------ Exercise materials ------

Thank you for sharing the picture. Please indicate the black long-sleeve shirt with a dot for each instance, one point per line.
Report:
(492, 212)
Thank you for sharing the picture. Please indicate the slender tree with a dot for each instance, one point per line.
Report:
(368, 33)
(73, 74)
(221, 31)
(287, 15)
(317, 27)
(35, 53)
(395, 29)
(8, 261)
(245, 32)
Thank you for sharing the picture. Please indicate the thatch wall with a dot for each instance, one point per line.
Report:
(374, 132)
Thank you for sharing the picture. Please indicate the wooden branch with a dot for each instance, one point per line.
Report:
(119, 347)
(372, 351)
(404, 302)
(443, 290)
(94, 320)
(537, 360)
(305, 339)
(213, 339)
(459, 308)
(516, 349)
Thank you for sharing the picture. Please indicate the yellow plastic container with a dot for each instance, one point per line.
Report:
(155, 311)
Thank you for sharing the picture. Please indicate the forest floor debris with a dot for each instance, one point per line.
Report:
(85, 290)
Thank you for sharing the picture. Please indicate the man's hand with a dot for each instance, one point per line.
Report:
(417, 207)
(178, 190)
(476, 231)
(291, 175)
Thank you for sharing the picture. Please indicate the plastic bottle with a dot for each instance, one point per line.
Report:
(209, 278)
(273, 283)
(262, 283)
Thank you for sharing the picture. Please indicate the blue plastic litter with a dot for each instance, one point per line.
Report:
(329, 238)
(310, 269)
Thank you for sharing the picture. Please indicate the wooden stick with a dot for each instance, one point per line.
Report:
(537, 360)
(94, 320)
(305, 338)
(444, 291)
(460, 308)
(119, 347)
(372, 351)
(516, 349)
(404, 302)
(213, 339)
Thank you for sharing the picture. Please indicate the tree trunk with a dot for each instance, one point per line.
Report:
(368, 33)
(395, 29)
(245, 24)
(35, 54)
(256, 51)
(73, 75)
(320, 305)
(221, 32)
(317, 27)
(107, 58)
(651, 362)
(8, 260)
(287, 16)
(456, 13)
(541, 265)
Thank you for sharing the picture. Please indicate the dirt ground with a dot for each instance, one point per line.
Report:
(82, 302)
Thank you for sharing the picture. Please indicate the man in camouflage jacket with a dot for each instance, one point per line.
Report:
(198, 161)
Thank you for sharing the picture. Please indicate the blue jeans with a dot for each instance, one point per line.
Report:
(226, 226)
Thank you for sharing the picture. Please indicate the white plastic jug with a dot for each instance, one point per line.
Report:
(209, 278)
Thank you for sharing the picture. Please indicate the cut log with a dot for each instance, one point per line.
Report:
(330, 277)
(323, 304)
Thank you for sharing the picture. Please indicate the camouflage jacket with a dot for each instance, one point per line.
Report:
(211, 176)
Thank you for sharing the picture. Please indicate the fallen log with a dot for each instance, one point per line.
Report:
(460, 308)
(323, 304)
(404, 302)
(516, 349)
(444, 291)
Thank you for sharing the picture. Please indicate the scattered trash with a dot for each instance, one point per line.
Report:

------

# Requirement
Reproduce, word for word, every line starting at the line that contains "Thank you for sharing the picture. Please indicate the man in" and ending with the final line of the entries.

# Complete answer
Thank you for sharing the picture. Please indicate the man in camouflage jacket with a dot for each instance, one point per line.
Report:
(198, 161)
Thank you for sharing the picture. Please indicate the blue jeans with a dot for each instance, one point per line.
Report:
(226, 226)
Thank you for sharing the picture. Please indicate the white plastic jug with a dot for each instance, one point per line.
Report:
(209, 278)
Thank you for sharing the picture. Please indicate the cut log with a dot for each instance, one point per line.
Report:
(330, 277)
(323, 304)
Thank you for sharing the picture. Please indicate the camouflage jacket with a dot for each instance, one point per line.
Report:
(211, 176)
Thank you for sharing the picture. Please indicate the fallen log with a dot for each instance, one point per line.
Report:
(460, 308)
(323, 304)
(404, 302)
(516, 349)
(444, 291)
Thank you for sharing the picture. Please indicate the scattered trash with a dot for each instance, one point per line.
Report:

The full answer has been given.